● GOAL:
Display every line of the data below that contains the string "balcony". Case counts.

● WORKING DATA:
********************
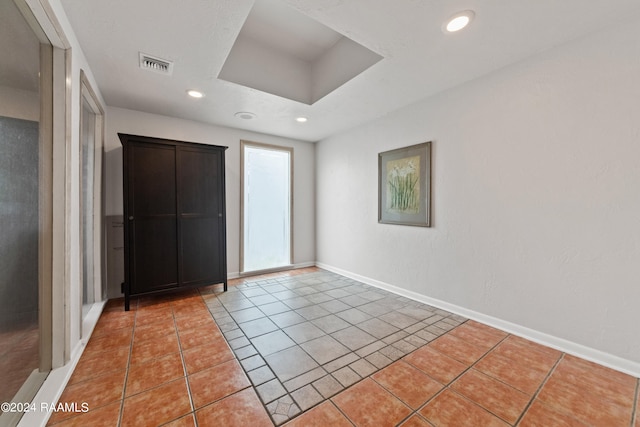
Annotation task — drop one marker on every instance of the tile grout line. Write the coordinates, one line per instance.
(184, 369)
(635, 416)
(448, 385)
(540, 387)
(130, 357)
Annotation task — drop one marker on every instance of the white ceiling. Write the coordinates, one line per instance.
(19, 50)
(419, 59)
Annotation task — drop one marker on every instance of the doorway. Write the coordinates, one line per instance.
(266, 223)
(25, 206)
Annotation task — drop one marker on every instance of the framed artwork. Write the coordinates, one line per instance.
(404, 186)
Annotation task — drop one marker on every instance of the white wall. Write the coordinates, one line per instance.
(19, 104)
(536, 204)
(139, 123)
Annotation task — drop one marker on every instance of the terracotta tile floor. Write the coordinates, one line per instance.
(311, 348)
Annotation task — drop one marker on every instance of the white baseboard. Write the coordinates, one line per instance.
********************
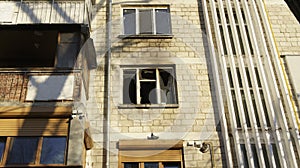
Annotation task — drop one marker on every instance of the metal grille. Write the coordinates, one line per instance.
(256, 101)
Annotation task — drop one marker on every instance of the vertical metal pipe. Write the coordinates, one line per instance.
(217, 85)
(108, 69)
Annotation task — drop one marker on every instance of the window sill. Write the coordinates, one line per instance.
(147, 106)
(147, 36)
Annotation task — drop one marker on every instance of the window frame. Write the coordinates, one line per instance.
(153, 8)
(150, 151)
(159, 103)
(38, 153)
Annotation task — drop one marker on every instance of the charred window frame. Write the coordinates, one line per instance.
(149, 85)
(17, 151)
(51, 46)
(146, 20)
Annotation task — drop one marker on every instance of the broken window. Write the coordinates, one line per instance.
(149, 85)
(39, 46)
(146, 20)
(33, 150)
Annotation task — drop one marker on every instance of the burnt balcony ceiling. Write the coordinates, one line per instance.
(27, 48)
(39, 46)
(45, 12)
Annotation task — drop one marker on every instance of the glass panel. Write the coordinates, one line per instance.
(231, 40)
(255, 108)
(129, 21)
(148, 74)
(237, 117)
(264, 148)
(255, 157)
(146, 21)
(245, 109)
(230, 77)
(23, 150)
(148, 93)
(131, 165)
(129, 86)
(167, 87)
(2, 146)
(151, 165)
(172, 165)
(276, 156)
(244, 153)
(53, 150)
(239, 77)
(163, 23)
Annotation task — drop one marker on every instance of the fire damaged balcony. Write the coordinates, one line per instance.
********************
● EXERCISE SOLUTION:
Annotation task — drop one marker on every instance of the burnt balcony ceiling. Write the coordinates, one line per instance.
Annotation task — drop one marker on every instance of the fire damaged balcony. Write the coordinates, one line per instance.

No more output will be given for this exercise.